Data section:
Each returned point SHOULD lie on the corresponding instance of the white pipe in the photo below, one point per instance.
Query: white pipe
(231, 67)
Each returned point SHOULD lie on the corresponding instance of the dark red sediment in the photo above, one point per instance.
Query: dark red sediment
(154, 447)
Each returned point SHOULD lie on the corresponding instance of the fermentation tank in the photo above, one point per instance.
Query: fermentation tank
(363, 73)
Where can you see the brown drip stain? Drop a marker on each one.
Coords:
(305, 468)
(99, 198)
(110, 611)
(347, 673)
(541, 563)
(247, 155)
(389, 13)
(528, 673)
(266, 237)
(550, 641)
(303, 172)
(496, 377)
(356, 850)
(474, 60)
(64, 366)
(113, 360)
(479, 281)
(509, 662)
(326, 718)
==
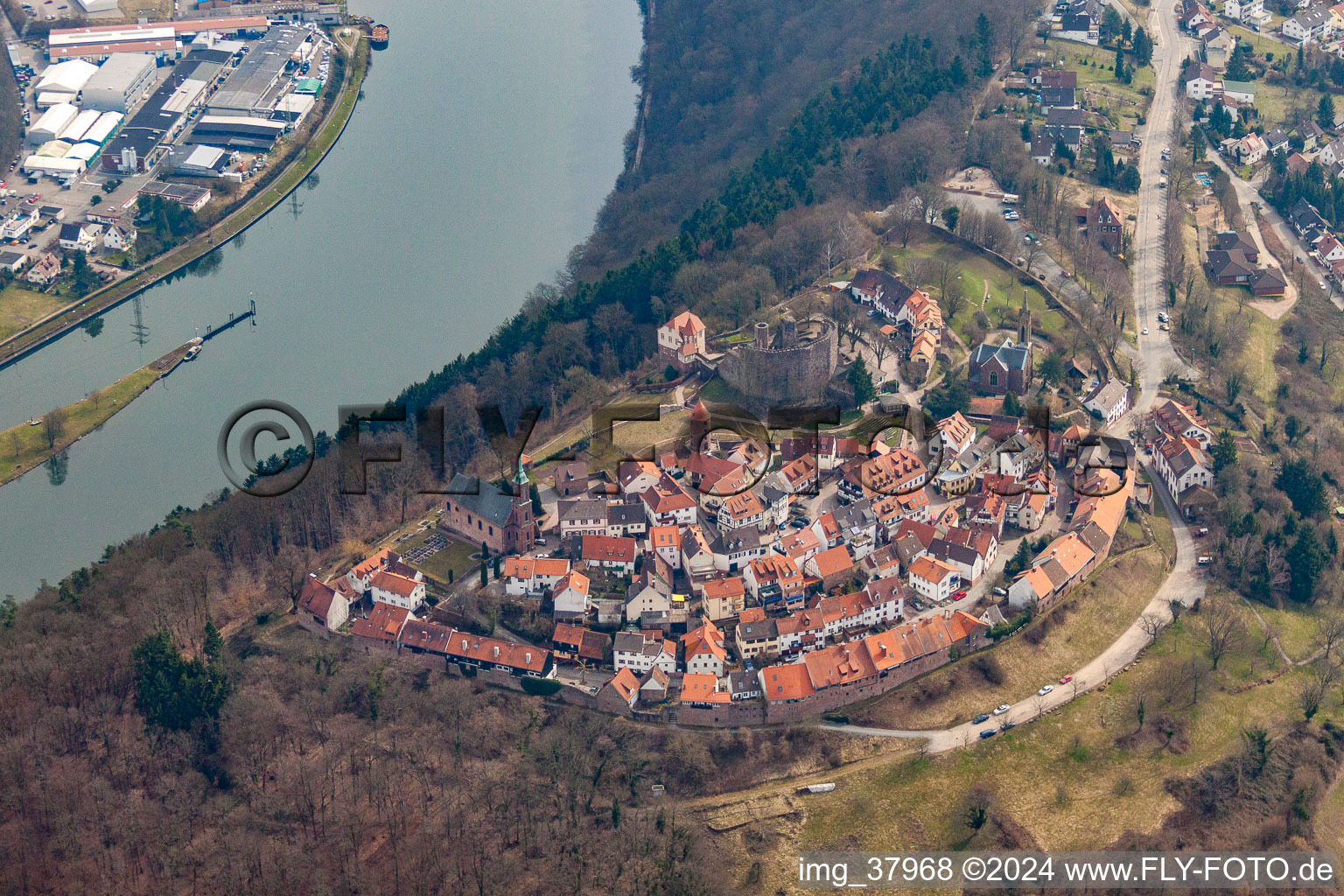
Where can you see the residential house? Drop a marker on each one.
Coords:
--
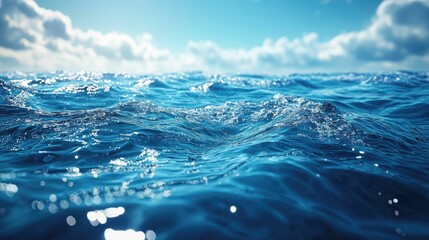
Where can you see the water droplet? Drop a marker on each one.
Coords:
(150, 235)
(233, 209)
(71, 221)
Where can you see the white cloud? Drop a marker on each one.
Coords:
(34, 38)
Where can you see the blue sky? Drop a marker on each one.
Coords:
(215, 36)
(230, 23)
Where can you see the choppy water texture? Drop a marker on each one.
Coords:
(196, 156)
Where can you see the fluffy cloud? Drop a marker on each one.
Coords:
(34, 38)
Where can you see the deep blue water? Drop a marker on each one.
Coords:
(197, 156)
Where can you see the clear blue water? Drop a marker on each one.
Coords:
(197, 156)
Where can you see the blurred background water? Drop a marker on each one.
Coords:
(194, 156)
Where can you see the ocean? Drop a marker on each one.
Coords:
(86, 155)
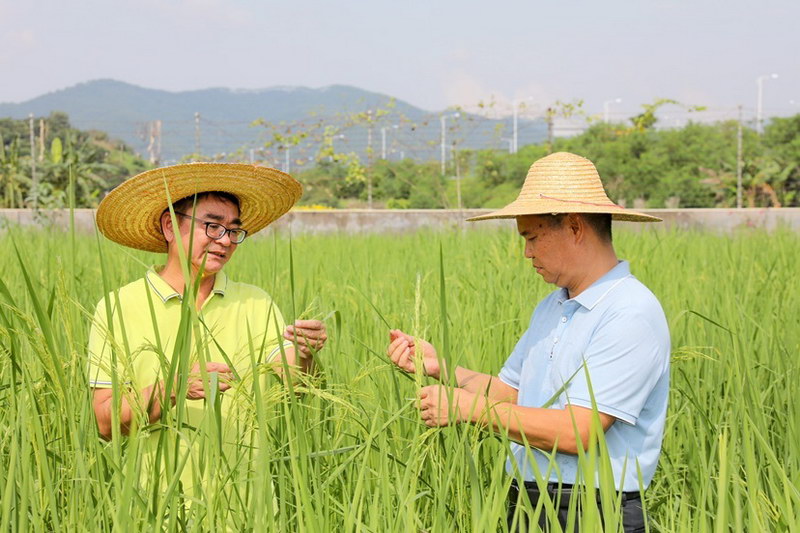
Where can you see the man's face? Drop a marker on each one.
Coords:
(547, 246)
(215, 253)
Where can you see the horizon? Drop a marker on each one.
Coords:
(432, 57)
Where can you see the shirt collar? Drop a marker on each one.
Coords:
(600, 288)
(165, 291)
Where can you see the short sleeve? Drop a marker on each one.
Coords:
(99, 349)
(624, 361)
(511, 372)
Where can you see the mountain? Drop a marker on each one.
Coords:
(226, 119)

Work to be completed: How many lines of the data above contain the string "instance"? Case matters; give only the number.

Output of the exercise: 3